• **Problem details**
Reproduce every row below, swapping each "bounding box" for "bounding rectangle" and leaving all other text unchanged.

• **Records to use**
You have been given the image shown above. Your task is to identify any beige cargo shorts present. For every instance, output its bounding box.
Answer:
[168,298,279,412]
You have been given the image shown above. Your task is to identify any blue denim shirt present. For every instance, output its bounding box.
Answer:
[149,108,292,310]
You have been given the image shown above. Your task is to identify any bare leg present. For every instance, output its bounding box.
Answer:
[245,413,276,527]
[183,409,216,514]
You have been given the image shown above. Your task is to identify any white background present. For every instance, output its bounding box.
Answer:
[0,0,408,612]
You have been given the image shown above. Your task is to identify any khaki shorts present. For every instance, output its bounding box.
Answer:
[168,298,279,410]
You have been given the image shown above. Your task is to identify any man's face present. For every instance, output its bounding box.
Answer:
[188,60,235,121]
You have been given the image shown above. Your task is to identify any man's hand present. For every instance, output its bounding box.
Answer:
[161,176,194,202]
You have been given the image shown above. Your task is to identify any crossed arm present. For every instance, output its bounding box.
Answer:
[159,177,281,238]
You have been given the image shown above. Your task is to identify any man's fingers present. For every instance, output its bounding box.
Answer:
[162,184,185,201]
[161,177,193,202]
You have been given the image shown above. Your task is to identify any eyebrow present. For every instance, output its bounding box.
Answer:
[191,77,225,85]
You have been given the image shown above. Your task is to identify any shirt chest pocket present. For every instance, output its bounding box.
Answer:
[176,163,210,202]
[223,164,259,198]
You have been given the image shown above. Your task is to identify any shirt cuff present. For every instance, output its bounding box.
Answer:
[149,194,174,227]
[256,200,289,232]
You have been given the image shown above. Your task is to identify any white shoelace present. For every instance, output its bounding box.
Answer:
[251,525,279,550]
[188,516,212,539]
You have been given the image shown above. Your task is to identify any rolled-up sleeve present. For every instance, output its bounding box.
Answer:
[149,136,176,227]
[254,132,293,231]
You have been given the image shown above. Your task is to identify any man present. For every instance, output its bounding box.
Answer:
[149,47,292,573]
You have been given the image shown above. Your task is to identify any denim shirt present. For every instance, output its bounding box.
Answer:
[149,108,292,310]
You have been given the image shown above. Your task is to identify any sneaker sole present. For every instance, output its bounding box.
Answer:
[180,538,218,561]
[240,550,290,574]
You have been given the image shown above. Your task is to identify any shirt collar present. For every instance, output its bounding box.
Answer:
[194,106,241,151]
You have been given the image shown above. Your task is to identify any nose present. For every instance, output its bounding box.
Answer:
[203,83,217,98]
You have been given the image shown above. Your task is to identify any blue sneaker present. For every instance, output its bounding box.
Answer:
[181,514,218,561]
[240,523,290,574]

• **Exercise response**
You have been given the image shown above. Your task is to identify any beige cargo shorts present. For every instance, output its bounding rectangle.
Answer:
[168,298,279,412]
You have been given the image shown above. Your task is to identify any blue denim shirt present. For every instance, output its bounding rectangle.
Answer:
[149,108,292,310]
You have been given the image shown above. Your task is to identify any bare leg present. For every instance, output its bounding rectangle.
Answer:
[245,413,276,527]
[183,409,216,514]
You have been given the image shown above. Your task is to identify any white background present. For every instance, output its bounding rectangle.
Answer:
[0,0,408,612]
You have been given the image shown above. Your task is to identify any khaki shorts present. For every instance, output its bounding rectangle.
Answer:
[168,298,279,410]
You have been given the image shown above. Your task is to identify any man's face present. For every instance, output its bounding rectangle.
Answer:
[188,60,235,121]
You have been given the image shown above. Your task is to identify any man's hand present. For every instance, output its bounding rectangle.
Answer:
[161,176,194,202]
You have been given the image shown above. Your task is to identify any crossed arm present. For every instance, output its bounding rectangle.
Answer:
[159,177,281,238]
You have been given the image shown above. Your task is to identify any man's fingers present. For every instance, output its bounding rectangle.
Answer:
[162,184,185,201]
[161,177,193,202]
You have been given the image shown above. Your task is to identify any eyebrow present. For every instance, output its bounding rectangle.
Answer:
[191,77,225,85]
You have been given the image shown above. Your task is to identify any shirt chest pocket present. For every instance, output its bounding rectangle.
Answer:
[176,163,210,202]
[223,164,259,198]
You have been given the image shown above. Your task is to identify any shirt cuff present. For every instance, output its bounding rectangle.
Answer:
[149,194,174,227]
[256,200,289,232]
You have been given the image shown above. Your task is to identify any white shoelace present. For every instance, output its bounding rectangle.
Answer:
[251,525,279,550]
[188,516,212,539]
You have been given the image shown above. Your task is to identify any rolled-up sleeve present. For every instance, output its bounding rectangle.
Answer:
[149,136,176,227]
[254,132,293,231]
You have been given the image shown above. Your task is to identify any man present. For every instance, output its bounding rectangle.
Answer:
[149,47,292,573]
You have been given the image shown above. Your task is to identify any denim shirt present. For every instance, output its bounding rectangle.
Answer:
[149,108,292,310]
You have been given the image shown above. Your task is to identify any sneaker sole present. For every instance, output its bounding rectangle.
Answer:
[180,538,218,561]
[240,550,290,574]
You have been given the image shown above. Your task is to identify any shirt collar present. For every instance, output its bounding rectangle.
Answer:
[194,106,241,151]
You have been given the image shown above. Your task is to identify any nose present. For every instance, output its bounding rectangle.
Answer:
[203,83,217,98]
You have been given the image shown above. Your task is to identify any blue sneaker present. For every instance, output its bounding rectangle.
Answer:
[181,514,218,561]
[240,523,290,574]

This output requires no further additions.